(Named-object pointing records)
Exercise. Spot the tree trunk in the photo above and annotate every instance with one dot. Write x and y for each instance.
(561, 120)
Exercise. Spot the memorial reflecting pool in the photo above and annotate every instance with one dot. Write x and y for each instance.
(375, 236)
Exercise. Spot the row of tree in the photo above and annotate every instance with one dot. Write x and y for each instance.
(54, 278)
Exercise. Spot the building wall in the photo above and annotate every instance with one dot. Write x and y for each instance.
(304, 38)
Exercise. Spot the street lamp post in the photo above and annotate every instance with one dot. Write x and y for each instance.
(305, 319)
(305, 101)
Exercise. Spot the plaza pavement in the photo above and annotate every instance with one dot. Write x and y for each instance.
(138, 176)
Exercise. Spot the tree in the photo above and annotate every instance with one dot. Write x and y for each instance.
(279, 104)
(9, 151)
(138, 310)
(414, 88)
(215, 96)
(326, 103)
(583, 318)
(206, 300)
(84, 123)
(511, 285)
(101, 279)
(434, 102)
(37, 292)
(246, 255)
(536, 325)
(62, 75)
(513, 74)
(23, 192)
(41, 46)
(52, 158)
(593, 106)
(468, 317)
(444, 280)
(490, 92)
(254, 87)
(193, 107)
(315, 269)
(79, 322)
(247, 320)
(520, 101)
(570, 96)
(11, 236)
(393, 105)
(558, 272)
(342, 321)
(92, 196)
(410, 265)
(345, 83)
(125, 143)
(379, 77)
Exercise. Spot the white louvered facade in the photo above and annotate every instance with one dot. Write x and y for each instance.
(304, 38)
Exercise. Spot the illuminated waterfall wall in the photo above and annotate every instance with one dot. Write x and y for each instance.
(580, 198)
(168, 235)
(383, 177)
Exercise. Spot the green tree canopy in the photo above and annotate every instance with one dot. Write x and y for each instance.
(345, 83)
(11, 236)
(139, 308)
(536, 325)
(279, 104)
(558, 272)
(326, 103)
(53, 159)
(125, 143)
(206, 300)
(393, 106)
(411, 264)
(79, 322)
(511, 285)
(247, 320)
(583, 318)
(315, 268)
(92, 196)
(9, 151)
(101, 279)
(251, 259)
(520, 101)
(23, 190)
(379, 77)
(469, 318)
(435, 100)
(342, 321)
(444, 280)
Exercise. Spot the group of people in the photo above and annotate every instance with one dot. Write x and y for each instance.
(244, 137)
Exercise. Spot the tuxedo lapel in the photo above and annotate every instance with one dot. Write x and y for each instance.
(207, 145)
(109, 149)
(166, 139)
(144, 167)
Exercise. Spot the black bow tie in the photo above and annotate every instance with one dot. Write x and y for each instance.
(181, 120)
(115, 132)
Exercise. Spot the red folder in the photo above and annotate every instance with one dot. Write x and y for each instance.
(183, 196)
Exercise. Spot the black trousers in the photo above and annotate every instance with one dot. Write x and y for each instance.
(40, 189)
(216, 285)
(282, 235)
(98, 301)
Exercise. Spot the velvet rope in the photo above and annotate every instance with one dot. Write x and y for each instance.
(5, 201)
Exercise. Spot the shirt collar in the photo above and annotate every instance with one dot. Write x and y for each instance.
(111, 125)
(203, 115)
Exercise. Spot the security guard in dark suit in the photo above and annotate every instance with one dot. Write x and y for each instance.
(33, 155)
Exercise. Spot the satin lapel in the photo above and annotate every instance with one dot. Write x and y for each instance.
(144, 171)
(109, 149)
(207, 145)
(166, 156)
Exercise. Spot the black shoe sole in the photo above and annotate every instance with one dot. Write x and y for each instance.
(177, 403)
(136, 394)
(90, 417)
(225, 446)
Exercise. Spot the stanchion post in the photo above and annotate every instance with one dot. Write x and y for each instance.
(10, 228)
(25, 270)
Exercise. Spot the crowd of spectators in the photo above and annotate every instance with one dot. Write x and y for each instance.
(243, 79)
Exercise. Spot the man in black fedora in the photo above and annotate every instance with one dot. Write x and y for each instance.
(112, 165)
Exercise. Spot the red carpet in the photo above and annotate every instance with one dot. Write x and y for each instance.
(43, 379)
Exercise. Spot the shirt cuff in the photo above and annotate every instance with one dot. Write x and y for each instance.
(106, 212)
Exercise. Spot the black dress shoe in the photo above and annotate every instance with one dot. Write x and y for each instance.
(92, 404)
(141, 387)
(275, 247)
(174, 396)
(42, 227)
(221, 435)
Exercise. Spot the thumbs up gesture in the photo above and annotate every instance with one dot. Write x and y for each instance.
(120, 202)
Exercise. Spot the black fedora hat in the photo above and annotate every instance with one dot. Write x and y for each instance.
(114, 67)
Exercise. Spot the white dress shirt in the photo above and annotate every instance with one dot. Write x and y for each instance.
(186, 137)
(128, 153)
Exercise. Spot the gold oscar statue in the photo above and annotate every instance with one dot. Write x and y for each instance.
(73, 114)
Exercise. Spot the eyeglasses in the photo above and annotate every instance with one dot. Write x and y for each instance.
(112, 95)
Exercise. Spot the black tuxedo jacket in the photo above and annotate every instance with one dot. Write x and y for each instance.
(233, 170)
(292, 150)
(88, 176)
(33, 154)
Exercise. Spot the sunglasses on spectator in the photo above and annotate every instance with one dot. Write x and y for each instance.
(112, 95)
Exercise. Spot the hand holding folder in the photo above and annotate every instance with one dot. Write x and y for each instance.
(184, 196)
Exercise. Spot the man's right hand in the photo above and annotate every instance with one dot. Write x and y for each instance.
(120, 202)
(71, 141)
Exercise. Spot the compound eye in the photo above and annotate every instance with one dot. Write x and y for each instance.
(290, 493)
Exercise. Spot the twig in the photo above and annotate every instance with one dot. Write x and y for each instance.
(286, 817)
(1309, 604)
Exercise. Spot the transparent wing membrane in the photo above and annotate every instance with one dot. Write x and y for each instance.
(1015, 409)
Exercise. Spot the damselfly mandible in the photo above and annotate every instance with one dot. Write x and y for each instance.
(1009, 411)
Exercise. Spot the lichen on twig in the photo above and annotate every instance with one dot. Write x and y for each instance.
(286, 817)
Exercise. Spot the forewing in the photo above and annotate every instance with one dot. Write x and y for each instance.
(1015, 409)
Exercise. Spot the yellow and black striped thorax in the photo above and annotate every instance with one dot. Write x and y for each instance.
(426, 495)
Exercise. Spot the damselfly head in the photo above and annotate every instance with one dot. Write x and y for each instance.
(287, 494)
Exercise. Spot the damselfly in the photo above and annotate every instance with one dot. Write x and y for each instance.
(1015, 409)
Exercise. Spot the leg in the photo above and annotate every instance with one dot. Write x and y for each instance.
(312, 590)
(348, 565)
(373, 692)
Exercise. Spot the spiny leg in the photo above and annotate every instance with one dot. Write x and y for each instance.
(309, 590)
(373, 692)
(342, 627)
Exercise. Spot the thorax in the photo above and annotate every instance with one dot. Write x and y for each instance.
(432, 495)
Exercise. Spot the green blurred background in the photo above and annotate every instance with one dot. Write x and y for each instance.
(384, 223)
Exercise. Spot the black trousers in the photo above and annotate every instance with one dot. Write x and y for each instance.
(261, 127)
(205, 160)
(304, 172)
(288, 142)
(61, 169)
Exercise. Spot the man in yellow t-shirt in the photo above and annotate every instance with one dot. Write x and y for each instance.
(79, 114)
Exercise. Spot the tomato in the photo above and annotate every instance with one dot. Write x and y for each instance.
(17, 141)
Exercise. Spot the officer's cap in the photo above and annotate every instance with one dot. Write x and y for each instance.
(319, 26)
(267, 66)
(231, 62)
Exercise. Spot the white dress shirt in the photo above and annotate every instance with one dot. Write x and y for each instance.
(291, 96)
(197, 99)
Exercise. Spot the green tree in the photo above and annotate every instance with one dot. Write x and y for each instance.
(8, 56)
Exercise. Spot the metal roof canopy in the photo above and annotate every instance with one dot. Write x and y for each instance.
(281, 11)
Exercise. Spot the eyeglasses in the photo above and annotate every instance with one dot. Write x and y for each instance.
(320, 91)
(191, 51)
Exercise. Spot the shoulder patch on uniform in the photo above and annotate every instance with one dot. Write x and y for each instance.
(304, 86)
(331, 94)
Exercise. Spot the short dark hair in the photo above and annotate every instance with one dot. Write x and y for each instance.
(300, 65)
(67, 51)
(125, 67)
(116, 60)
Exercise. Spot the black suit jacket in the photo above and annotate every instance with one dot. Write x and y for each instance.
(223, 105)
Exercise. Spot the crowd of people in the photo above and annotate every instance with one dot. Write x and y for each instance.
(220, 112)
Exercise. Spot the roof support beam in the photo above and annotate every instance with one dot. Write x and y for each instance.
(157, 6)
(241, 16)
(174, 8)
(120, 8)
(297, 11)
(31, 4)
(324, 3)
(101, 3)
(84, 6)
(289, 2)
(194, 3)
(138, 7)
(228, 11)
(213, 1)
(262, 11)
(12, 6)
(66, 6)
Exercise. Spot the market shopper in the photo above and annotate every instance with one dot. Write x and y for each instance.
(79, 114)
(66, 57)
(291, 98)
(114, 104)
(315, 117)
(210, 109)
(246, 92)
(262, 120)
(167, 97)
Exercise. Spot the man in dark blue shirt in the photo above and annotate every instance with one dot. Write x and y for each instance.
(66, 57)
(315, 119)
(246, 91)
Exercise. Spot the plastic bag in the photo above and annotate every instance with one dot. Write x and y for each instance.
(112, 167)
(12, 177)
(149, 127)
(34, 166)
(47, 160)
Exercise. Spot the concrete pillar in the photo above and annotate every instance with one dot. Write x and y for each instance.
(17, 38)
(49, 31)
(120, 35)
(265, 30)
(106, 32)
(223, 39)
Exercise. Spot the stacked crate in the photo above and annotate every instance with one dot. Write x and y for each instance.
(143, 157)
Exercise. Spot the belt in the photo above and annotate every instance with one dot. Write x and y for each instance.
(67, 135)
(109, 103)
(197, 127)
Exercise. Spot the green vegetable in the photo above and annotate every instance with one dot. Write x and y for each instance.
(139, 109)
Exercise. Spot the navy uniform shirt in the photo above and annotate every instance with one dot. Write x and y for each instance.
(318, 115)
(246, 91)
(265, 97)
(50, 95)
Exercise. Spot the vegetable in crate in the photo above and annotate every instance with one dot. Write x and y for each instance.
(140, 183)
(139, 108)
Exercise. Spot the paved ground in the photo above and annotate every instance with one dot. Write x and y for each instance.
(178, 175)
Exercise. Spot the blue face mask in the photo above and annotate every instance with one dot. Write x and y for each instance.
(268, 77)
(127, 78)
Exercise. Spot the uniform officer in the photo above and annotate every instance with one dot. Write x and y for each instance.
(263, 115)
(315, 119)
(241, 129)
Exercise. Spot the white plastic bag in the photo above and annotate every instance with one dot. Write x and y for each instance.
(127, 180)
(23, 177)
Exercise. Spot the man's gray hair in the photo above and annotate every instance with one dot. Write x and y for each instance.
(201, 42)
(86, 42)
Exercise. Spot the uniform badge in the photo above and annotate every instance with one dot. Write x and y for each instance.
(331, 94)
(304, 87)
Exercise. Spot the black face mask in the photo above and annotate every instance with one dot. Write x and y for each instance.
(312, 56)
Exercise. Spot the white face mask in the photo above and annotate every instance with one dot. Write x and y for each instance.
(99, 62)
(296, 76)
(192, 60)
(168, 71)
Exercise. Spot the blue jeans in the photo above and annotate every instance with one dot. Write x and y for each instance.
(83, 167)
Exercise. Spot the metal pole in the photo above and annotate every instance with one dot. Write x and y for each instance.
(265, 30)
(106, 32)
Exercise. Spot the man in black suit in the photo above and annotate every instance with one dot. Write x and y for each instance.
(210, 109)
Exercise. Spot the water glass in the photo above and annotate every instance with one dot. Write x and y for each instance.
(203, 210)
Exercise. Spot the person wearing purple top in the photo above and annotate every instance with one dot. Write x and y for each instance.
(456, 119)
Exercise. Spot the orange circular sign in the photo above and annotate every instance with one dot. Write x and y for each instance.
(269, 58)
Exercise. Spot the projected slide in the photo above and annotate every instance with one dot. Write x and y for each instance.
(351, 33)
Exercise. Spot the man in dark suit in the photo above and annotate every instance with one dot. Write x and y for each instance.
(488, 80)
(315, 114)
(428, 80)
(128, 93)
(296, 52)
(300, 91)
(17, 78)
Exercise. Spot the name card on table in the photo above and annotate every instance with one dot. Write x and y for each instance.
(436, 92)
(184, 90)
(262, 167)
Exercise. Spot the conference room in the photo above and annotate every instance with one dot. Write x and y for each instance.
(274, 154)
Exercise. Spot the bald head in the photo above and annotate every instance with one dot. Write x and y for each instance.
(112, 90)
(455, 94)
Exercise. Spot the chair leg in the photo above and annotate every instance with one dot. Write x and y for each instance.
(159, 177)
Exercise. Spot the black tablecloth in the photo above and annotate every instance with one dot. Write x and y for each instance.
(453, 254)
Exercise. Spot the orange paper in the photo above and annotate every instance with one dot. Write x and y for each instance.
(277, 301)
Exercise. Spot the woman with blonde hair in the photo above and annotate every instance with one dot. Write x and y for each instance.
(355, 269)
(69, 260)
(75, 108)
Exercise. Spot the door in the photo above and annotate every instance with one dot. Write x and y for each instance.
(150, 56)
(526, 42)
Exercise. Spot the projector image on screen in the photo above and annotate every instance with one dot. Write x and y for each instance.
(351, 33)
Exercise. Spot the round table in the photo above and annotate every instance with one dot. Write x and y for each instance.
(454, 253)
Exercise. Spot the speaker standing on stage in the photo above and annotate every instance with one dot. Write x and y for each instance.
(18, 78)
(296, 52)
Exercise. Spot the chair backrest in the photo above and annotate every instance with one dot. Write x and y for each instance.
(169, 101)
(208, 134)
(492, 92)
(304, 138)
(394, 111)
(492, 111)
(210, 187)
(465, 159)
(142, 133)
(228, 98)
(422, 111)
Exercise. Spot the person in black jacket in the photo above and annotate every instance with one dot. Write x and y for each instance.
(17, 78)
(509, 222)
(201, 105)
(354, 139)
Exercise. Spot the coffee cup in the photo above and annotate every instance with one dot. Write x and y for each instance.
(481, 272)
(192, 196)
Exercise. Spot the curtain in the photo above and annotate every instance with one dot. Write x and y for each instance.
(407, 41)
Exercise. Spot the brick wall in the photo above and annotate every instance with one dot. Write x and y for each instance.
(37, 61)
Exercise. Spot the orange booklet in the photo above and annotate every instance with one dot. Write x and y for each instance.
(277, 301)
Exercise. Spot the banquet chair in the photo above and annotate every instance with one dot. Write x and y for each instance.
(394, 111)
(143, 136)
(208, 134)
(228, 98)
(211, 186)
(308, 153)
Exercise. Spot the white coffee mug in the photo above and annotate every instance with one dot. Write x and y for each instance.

* [Work to do]:
Repeat exactly, and only, the lines from the one containing "Exercise. Spot the brick" through the end of the material.

* [Answer for the task]:
Exercise. Spot the brick wall in the photo above and annotate every instance with one dot. Write x and y for each instance.
(37, 61)
Exercise. Spot the orange booklet in the photo above and annotate every instance with one dot. Write x and y for each instance.
(277, 301)
Exercise. Spot the banquet chair in the photo above and annotate every instance with one dot. Write x and y for each instance.
(394, 111)
(143, 136)
(208, 134)
(228, 98)
(211, 186)
(308, 153)
Exercise. Spot the white coffee mug in the photo above and annotate every instance with one dot. Write x and y for each instance.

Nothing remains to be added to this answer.